与えられた文章>

____________

煙突の直下には罐室――つまり動力部が置かれるわけですが、分離されて配置された事によってそれらスペースが小さくなってしまうのです。
これは大きな動力・ボイラーを設置出来ないことを意味し、つまるところ速力の向上が見込めない事に直結します。
しかも間が悪いことに、扶桑の就役は世紀の大海戦――ジュットランド沖海戦が行われた直後でありました。
この海戦によって、戦艦にも速力が必要である事が証明されていたのです。
世界の海軍で保有する戦艦の性能が見直されていきますが、罐室が小さい扶桑級は、改装を施しても肝心な大型ボイラーの搭載が不可能な為、速力向上が出来ない事が判明します。
その結果、就役当時で二三ノットいう速力の彼女は、仮に同規模の海戦が発生した場合、全く役に立たない事が判明しました。
そして同海戦にて露呈したもう一つの問題が装甲の重要性です。

____________

与えられたデータ>

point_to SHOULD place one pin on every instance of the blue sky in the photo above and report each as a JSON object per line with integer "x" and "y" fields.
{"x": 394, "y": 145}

____________

やること> 扶桑級の速力と装甲を扱った文章を、一字も変えずに全文返すこと。 データは文章とは別の出典から取ったものである。

解答>
煙突の直下には罐室――つまり動力部が置かれるわけですが、分離されて配置された事によってそれらスペースが小さくなってしまうのです。
これは大きな動力・ボイラーを設置出来ないことを意味し、つまるところ速力の向上が見込めない事に直結します。
しかも間が悪いことに、扶桑の就役は世紀の大海戦――ジュットランド沖海戦が行われた直後でありました。
この海戦によって、戦艦にも速力が必要である事が証明されていたのです。
世界の海軍で保有する戦艦の性能が見直されていきますが、罐室が小さい扶桑級は、改装を施しても肝心な大型ボイラーの搭載が不可能な為、速力向上が出来ない事が判明します。
その結果、就役当時で二三ノットいう速力の彼女は、仮に同規模の海戦が発生した場合、全く役に立たない事が判明しました。
そして同海戦にて露呈したもう一つの問題が装甲の重要性です。